→ Text under study:
▬▬▬▬▬▬

Across Continents

Ken's Blog

Finding my feet

February 5th, 2012

Frustrating. No, explained the clerk mostly hidden behind the counter, they couldn’t actually access my cycle reservation and print off the ticket. The one I’d been told was absolutely essential to board with a bike. He shrugged his shoulders. I did likewise and then wandered off. Pointless.

The woman on the ticket barrier was much more helpful. I’d explained my predicament. She understood. Yes, she assured me, I’d be allowed to board when I returned in a few days time with my brother’s bike. I’d be my only form of independent transport for a while. Of course, I’d my trusty steed. But nobody takes a Lamborghini to the supermaket.

I was off to the Norfolk coast to spend a couple of days helping my brother and his family move house. Sold to me as a fine tonic for jet-lag. And chance to start the long process of catching up with family and friends.



All aboard in Dagun

May 26th, 2011

All aboard in Dagun from Ken Roberts on Vimeo.

▬▬▬▬▬▬

Print the part of the blog text from "Across Continents" up to and including "to the supermaket.". The listing that follows has nothing to do with the blog text.

→ Extracted material:
▬▬▬▬▬▬

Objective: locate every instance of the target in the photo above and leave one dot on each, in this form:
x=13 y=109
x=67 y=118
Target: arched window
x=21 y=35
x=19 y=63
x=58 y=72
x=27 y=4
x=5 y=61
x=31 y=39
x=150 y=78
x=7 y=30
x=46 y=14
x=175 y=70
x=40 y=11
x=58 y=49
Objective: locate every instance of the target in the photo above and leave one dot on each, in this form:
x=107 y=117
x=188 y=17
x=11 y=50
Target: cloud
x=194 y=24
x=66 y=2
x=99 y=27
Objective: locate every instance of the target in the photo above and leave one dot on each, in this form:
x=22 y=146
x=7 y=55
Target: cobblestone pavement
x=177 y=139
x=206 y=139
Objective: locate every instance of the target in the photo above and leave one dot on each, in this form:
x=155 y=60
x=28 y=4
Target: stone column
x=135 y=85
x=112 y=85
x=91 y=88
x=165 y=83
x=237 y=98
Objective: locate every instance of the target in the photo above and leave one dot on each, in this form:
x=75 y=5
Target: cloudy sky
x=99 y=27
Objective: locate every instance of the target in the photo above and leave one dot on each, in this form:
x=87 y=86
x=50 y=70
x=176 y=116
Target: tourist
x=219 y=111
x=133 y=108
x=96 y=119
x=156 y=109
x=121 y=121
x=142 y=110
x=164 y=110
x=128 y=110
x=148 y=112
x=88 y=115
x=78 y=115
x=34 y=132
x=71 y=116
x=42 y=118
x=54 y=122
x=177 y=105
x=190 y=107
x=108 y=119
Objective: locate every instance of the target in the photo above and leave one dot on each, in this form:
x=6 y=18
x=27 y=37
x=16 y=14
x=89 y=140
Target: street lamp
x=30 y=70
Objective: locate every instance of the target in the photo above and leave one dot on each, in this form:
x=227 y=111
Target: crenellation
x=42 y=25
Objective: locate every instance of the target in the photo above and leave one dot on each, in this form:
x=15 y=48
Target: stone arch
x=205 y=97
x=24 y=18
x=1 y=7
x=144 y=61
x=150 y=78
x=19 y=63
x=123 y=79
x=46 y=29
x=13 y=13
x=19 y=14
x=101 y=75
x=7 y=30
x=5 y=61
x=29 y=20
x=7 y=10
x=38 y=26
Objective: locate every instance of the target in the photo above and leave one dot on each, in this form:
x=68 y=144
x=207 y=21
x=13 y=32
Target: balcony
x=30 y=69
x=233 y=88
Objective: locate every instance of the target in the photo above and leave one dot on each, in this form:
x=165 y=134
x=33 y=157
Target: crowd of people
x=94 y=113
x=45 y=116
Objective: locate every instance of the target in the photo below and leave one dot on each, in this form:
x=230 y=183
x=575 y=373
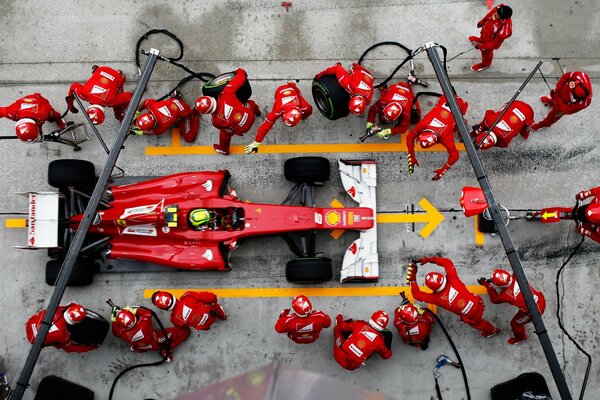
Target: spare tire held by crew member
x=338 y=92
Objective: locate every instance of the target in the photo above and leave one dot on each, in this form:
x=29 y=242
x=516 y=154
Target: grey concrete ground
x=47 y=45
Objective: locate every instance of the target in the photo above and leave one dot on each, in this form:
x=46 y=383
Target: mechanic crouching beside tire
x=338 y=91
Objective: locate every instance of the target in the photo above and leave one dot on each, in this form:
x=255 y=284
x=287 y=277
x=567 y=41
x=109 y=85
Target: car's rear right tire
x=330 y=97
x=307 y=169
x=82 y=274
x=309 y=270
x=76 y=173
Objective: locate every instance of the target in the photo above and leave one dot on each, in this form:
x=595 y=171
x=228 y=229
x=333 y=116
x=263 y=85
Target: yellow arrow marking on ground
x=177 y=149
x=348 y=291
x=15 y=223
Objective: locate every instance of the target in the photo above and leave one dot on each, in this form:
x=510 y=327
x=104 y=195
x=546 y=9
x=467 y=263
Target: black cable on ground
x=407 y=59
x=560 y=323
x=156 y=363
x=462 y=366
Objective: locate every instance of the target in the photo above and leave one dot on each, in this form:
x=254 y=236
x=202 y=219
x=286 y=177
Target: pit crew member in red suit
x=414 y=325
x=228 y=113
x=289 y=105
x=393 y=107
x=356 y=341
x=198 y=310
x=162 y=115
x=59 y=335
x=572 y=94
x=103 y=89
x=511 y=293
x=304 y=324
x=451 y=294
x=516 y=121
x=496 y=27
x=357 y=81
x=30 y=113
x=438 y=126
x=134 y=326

▬▬▬▬▬▬

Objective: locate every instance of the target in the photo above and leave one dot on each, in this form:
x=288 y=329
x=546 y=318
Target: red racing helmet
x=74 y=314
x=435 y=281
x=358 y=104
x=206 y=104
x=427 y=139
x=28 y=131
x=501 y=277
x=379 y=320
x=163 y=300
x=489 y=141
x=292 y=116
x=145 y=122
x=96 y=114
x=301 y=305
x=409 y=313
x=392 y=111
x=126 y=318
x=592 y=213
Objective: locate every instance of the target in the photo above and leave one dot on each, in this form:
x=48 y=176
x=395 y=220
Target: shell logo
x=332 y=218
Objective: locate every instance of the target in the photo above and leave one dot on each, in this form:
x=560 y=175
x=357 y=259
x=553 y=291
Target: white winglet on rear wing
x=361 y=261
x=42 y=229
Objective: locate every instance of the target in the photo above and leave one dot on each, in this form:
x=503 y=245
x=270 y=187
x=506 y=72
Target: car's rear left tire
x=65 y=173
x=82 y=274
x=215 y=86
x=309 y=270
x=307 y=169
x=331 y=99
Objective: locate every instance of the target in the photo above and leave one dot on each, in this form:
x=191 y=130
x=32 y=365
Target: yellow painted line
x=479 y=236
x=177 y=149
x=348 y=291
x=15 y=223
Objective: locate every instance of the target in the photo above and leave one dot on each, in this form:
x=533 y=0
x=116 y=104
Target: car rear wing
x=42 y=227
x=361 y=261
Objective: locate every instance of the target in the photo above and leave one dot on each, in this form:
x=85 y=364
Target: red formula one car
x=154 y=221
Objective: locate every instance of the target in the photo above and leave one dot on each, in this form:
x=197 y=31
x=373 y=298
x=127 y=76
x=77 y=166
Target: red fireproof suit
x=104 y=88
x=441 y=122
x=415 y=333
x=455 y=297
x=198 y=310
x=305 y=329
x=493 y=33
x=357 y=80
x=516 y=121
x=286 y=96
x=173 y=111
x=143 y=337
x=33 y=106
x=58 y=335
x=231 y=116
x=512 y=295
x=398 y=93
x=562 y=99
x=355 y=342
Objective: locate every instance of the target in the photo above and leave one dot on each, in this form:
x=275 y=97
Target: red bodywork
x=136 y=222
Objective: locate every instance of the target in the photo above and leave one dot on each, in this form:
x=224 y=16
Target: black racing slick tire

▬▬▬▬▬▬

→ Task response:
Across Continents

Ken's Blog

Finding my feet

February 5th, 2012

Frustrating. No, explained the clerk mostly hidden behind the counter, they couldn’t actually access my cycle reservation and print off the ticket. The one I’d been told was absolutely essential to board with a bike. He shrugged his shoulders. I did likewise and then wandered off. Pointless.

The woman on the ticket barrier was much more helpful. I’d explained my predicament. She understood. Yes, she assured me, I’d be allowed to board when I returned in a few days time with my brother’s bike. I’d be my only form of independent transport for a while. Of course, I’d my trusty steed. But nobody takes a Lamborghini to the supermaket.